Mlliyet Milliyet Blog Milliyet Blog
 
Facebook Connect
Blog Kategorileri
 

18 Eylül '08

 
Kategori
Ekonomi - Finans
 

AKP Burdur Milletvekili Bayram Özçelik: "Herkes önünü görebiliyor"

AKP Burdur Milletvekili Bayram Özçelik: "Herkes önünü görebiliyor"
 

Gerçeklere gözü kapalı!


Uzmanlar: “Ekonomi, patlamaya hazır bomba gibi…” diyor ama (AKP Burdur Milletvekili Bayram Özçelik: “Herkes önünü görebiliyor.” diye demeç veriyor)

17 Eylül 2008 tarihli Yenigün gazetesine verdiği ve AKP iktidarının “ekonomik performansı”nı değerlendirdiği demeçte, Burdur AKP Milletvekili Bayram Özçelik, “Herkes önünü görebiliyor” demiş. Sayın Milletvekili, AKP iktidarının 2001 krizi nedeniyle çok ağır ekonomik koşullar devraldığını, buna rağmen güven ve istikrarı sağladıklarını belirterek, “hizmet ve yatırımlar, büyüme rakamları, başta sağlık ve eğitim sektöründe olmak üzere yapılan reformlar ülkemizin çehresini değiştirdi. Duble yollar, toplu konut hamlesi, KÖYDES yatırımları vb. kalkınma çabaları… hızla devam ediyor… İstikrar ortamında herkes önünü rahatlıkla görebiliyor, yatırımlarını yapabiliyor.” Dedi. Kapatma davasını müteakiben piyasaların rahatladığını belirtiyor ve Sayın Milletvekili Ekim ayına işaret ediyor. Ve “Sonbaharda her şeyin daha iyi olacağını” ifade ediyor.

Sayın Milletvekilinin talihsizliği, ortalığı, Başbakanı ve TÜİK adlı kurumları gibi sütliman ve pembe tablo içinde göstermesiyle tüm dünyada olduğu gibi Türkiye ekonomisinin de yangın yerine çevrilmesinin aynı anda olmasıdır.

Demecin birçok yönden eleştirisi mümkün. Sağlık ve eğitim başta geliyor. Sağlık ve eğitimde kötü gidişin iyice içinden çıkılmaz hale getirilmesi örneğin… Demecin bizi burada en çok ilgilendiren yönü ekonomik iddialarıdır.

- **Ham kayıtlar**:
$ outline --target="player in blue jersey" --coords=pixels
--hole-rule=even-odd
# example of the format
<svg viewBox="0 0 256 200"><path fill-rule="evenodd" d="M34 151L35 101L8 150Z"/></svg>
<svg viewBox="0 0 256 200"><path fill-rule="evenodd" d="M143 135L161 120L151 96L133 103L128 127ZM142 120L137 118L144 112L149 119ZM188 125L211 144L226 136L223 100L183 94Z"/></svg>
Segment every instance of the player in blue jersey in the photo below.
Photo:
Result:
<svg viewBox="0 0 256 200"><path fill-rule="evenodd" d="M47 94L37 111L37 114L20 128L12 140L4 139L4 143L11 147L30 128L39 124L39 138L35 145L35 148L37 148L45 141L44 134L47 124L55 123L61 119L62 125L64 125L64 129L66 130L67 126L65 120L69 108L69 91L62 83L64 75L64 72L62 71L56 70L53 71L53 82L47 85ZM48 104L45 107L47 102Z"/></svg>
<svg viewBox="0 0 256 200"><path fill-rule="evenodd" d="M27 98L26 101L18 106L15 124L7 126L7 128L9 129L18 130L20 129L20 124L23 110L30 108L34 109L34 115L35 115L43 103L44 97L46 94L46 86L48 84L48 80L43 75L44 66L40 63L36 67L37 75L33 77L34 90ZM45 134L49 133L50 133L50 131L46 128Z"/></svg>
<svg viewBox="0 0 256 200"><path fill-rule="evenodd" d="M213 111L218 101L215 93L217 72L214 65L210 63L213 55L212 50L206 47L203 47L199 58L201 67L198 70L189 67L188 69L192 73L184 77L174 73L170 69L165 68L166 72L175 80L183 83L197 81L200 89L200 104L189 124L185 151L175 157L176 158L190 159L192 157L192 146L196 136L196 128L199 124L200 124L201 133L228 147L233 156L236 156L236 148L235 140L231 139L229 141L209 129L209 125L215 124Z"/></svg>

- **Alıştırmalar**:
• A. Alıntıya göre aşağıdaki soruları cevaplayın.
(i) Bayram Özçelik demecini hangi tarihli hangi gazeteye vermiş?
(ii) Özçelik, AKP iktidarının ağır ekonomik koşulları hangi kriz nedeniyle devraldığını söylüyor?
(iii) Yazar, demecin kendilerini en çok ilgilendiren yönünün ne olduğunu belirtiyor?
• B. Alıntıdan "18 Eylül '08" ile başlayıp "Gerçeklere gözü kapalı!" ile biten bölümü olduğu gibi çıkarın.
• C. Alıntıda milletvekilinin talihsizliği neye bağlanıyor? Bir ila üç cümleyle açıklayın.

- **Alıştırma cevapları**:
• A.
(i) 17 Eylül 2008 tarihli Yenigün gazetesine.
(ii) 2001 krizi.
(iii) Demecin ekonomik iddiaları.

• B.
18 Eylül '08

 
Kategori
Ekonomi - Finans
 

AKP Burdur Milletvekili Bayram Özçelik: "Herkes önünü görebiliyor"

AKP Burdur Milletvekili Bayram Özçelik: "Herkes önünü görebiliyor"
 

Gerçeklere gözü kapalı!

• C. Milletvekili ortalığı sütliman ve pembe bir tablo içinde göstermiş. Talihsizliği, bu tablonun tüm dünyada olduğu gibi Türkiye ekonomisinin de yangın yerine çevrildiği zamana denk gelmesidir.